┌─ Textausschnitt
Berlin. Die Corona-Lage war großes Thema bei “Markus Lanz“. Aber auch das Wahljahr: Und Martin Schulz ließ sich über Laschet und Baerbock aus.

  • Einmal mehr bestimmte am Donnerstag die Corona-Pandemie die Talkshow "Markus Lanz"
  • Zu Gast war unter anderem der ehemalige SPD-Kanzlerkandidat Martin Schulz
  • Sein Auftritt machte trotz Pandemie deutlich: Der Wahlkampf vor der Bundestagswahl ist eröffnet

Heftige Bilder von Corona-Infizierten auf Intensivstationen, eine Ärztin, die für härtere Maßnahmen plädiert, um die Zahl der Corona-Toten zu senken und ein Politiker im Wahlkampf, dessen Vater an den Folgen einer Covid-Erkrankung gestorben ist: Die Pandemie und ihre Auswirkungen auf Deutschland bestimmte den Talk von Markus Lanz auch am Donnerstagabend.
└─
• **Deine Aufgabe**: Prüfe, ob diese Aussagen zum Textausschnitt passen: (a) Martin Schulz war früher Kanzlerkandidat der SPD. (b) Die Sendung lief am Mittwochabend. (c) Eine Ärztin forderte lockerere Maßnahmen. Antworte jeweils mit Ja oder Nein und zitiere die entscheidenden Worte aus dem Text wörtlich.
┌─ Übungsdaten
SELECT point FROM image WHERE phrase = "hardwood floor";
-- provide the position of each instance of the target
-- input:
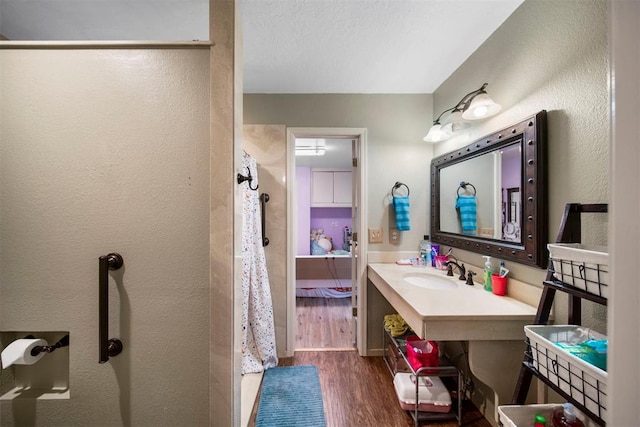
(324, 323)
(358, 391)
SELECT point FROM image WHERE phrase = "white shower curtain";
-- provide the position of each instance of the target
(258, 332)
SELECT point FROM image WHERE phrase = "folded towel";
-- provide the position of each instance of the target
(401, 205)
(466, 207)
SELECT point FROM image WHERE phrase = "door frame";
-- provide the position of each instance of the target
(292, 221)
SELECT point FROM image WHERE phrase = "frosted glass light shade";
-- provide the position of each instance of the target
(436, 134)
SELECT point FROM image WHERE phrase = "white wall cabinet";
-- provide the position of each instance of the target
(330, 188)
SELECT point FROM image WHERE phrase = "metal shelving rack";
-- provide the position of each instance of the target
(569, 232)
(444, 370)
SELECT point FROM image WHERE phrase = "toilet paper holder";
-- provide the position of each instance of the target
(62, 342)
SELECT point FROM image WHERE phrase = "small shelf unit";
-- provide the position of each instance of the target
(395, 357)
(592, 405)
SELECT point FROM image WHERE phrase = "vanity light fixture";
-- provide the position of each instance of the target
(475, 105)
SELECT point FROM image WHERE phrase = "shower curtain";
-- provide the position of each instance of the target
(258, 332)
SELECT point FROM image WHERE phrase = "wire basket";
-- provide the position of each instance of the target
(584, 382)
(581, 266)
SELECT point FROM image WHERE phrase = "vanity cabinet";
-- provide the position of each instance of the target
(330, 188)
(395, 357)
(575, 384)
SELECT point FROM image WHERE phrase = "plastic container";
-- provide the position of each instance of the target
(433, 396)
(441, 262)
(487, 272)
(525, 415)
(435, 251)
(499, 284)
(565, 416)
(422, 353)
(584, 382)
(425, 250)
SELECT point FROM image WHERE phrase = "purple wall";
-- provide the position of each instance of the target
(333, 221)
(303, 185)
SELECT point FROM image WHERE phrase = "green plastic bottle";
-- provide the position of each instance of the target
(488, 271)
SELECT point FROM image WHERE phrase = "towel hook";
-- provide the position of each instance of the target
(463, 185)
(398, 185)
(241, 178)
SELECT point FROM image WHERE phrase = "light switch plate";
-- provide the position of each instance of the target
(394, 235)
(375, 235)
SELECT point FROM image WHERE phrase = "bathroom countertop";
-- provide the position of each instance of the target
(462, 313)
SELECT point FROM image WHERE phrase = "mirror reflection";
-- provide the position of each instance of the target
(490, 196)
(480, 197)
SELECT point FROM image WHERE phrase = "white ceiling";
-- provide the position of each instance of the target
(362, 46)
(291, 46)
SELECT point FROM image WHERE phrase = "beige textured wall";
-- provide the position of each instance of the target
(107, 150)
(553, 56)
(225, 219)
(395, 126)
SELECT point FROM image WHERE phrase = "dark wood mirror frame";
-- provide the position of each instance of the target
(532, 132)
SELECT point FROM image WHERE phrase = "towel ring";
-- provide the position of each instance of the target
(398, 185)
(463, 185)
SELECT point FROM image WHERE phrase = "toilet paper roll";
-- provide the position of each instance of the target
(19, 352)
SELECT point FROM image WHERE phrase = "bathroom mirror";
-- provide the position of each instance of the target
(490, 196)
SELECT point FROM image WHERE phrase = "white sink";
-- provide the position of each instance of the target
(429, 281)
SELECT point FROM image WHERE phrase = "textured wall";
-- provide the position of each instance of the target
(552, 56)
(395, 126)
(107, 150)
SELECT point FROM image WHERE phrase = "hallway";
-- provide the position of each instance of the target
(358, 391)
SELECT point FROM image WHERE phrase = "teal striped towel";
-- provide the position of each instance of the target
(401, 205)
(466, 207)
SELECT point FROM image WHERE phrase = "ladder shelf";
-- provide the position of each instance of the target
(569, 232)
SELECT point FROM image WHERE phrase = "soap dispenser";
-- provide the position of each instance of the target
(488, 271)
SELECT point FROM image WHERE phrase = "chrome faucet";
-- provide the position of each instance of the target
(461, 269)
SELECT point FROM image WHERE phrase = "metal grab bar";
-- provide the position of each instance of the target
(264, 198)
(107, 347)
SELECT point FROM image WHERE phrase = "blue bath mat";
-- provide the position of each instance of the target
(290, 397)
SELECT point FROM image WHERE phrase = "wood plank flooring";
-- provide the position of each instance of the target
(324, 323)
(358, 391)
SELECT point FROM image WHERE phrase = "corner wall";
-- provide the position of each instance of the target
(552, 56)
(395, 126)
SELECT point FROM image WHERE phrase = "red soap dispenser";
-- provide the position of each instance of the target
(565, 416)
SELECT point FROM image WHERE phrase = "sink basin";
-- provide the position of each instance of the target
(429, 281)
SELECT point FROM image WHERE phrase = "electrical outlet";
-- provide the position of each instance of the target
(375, 235)
(394, 235)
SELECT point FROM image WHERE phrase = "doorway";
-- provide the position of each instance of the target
(324, 269)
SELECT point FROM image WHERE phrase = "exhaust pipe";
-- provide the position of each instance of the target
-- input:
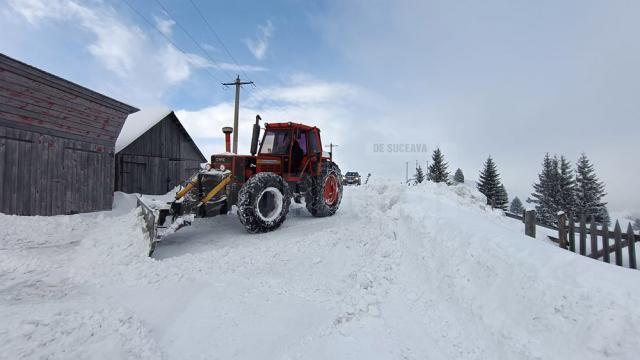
(255, 136)
(227, 137)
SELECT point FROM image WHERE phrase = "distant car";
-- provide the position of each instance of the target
(351, 178)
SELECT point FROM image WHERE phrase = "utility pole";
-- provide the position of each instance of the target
(407, 172)
(237, 83)
(331, 146)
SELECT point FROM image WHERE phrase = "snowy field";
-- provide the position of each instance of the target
(423, 272)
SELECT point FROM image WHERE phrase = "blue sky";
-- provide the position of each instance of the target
(511, 79)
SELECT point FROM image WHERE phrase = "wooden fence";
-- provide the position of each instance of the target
(588, 238)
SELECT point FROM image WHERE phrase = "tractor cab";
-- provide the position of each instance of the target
(289, 149)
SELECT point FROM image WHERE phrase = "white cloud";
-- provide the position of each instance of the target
(164, 25)
(259, 46)
(145, 65)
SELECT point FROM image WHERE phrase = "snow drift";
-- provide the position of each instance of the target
(399, 272)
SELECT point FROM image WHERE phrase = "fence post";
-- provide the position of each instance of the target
(631, 244)
(605, 244)
(572, 234)
(617, 235)
(562, 231)
(583, 235)
(530, 223)
(593, 229)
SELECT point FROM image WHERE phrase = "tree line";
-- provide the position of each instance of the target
(559, 188)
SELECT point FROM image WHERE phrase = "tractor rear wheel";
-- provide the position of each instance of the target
(324, 192)
(263, 202)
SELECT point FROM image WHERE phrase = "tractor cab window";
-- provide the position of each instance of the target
(314, 147)
(276, 142)
(302, 141)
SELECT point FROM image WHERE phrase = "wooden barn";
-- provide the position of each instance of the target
(57, 143)
(154, 153)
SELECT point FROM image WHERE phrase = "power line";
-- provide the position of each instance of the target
(237, 84)
(165, 36)
(206, 53)
(215, 34)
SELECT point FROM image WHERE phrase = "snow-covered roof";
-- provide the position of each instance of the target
(138, 123)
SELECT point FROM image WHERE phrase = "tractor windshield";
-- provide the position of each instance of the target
(276, 142)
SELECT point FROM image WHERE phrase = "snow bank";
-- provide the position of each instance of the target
(425, 271)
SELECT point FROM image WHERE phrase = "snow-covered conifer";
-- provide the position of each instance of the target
(516, 206)
(438, 169)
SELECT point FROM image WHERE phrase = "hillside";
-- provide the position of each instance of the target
(399, 272)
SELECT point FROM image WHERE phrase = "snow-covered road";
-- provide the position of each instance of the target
(399, 272)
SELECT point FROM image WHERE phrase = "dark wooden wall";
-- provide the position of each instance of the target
(157, 161)
(56, 143)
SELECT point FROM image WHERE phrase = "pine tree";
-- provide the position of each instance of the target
(458, 177)
(419, 176)
(489, 184)
(567, 194)
(516, 206)
(438, 169)
(546, 191)
(589, 191)
(502, 199)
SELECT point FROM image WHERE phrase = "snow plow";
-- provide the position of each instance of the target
(289, 163)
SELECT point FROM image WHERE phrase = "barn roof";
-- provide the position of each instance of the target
(139, 123)
(57, 82)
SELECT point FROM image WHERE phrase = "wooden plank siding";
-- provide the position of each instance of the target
(57, 143)
(158, 160)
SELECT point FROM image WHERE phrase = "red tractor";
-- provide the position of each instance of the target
(290, 164)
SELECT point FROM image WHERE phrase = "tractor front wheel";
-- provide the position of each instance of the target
(324, 192)
(263, 202)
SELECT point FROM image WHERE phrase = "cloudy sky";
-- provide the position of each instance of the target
(510, 79)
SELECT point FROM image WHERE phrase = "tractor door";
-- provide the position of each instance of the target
(314, 151)
(298, 153)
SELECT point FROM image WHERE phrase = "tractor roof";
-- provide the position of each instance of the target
(288, 125)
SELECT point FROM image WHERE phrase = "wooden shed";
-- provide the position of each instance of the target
(154, 153)
(57, 143)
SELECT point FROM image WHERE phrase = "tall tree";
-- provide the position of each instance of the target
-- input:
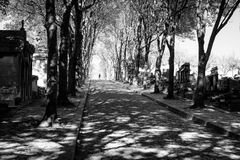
(80, 7)
(51, 27)
(224, 10)
(161, 48)
(174, 10)
(63, 56)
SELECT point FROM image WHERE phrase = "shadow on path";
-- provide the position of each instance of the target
(123, 125)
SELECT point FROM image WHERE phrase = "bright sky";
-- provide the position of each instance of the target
(226, 43)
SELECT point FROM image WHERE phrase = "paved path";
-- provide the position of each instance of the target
(119, 125)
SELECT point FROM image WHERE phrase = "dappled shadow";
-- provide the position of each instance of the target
(123, 125)
(21, 138)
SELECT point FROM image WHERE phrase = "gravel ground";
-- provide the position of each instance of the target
(120, 125)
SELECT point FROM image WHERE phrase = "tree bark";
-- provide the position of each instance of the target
(51, 27)
(139, 50)
(77, 52)
(63, 58)
(161, 48)
(171, 47)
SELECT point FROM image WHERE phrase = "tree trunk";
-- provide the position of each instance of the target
(139, 50)
(171, 48)
(77, 52)
(161, 49)
(125, 59)
(64, 48)
(51, 27)
(199, 92)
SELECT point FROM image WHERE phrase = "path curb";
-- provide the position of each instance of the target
(80, 121)
(197, 119)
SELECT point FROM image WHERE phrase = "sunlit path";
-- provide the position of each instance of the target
(124, 125)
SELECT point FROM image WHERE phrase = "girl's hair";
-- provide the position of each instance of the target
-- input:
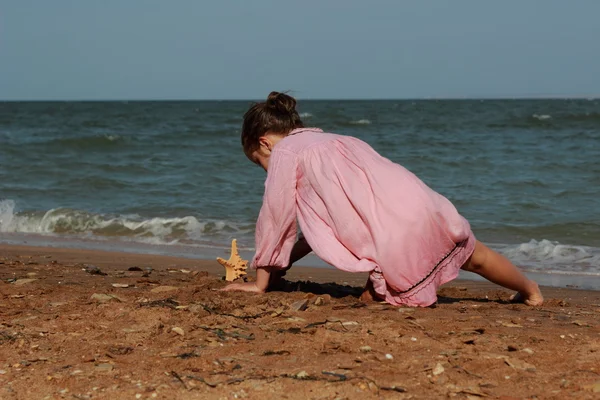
(277, 115)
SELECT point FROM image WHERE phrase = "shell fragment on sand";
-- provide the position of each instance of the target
(235, 267)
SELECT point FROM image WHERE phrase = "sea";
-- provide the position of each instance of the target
(170, 177)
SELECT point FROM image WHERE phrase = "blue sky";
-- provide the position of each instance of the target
(226, 49)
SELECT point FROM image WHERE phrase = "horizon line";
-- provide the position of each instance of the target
(425, 98)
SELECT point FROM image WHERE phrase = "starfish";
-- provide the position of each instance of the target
(235, 267)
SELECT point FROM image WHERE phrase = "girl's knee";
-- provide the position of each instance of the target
(478, 258)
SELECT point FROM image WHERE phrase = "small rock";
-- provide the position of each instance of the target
(178, 330)
(198, 309)
(438, 369)
(20, 282)
(162, 289)
(102, 298)
(299, 305)
(519, 364)
(594, 387)
(93, 270)
(104, 367)
(302, 375)
(323, 300)
(510, 325)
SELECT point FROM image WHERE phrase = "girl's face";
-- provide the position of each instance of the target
(263, 153)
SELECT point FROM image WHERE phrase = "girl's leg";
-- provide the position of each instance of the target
(498, 269)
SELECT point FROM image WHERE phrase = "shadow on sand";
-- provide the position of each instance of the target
(338, 291)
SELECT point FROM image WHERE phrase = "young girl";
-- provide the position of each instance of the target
(359, 212)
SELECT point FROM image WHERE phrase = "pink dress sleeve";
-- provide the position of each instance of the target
(276, 225)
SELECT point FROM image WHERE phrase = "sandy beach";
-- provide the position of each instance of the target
(81, 324)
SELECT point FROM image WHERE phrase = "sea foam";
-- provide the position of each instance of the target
(157, 230)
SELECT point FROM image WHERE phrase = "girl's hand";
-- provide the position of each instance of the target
(243, 287)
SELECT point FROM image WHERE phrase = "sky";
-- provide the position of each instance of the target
(317, 49)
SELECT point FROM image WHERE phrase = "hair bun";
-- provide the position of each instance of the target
└─
• **Lösung**:
(a) Ja: „der ehemalige SPD-Kanzlerkandidat Martin Schulz“
(b) Nein: „auch am Donnerstagabend“
(c) Nein: „eine Ärztin, die für härtere Maßnahmen plädiert“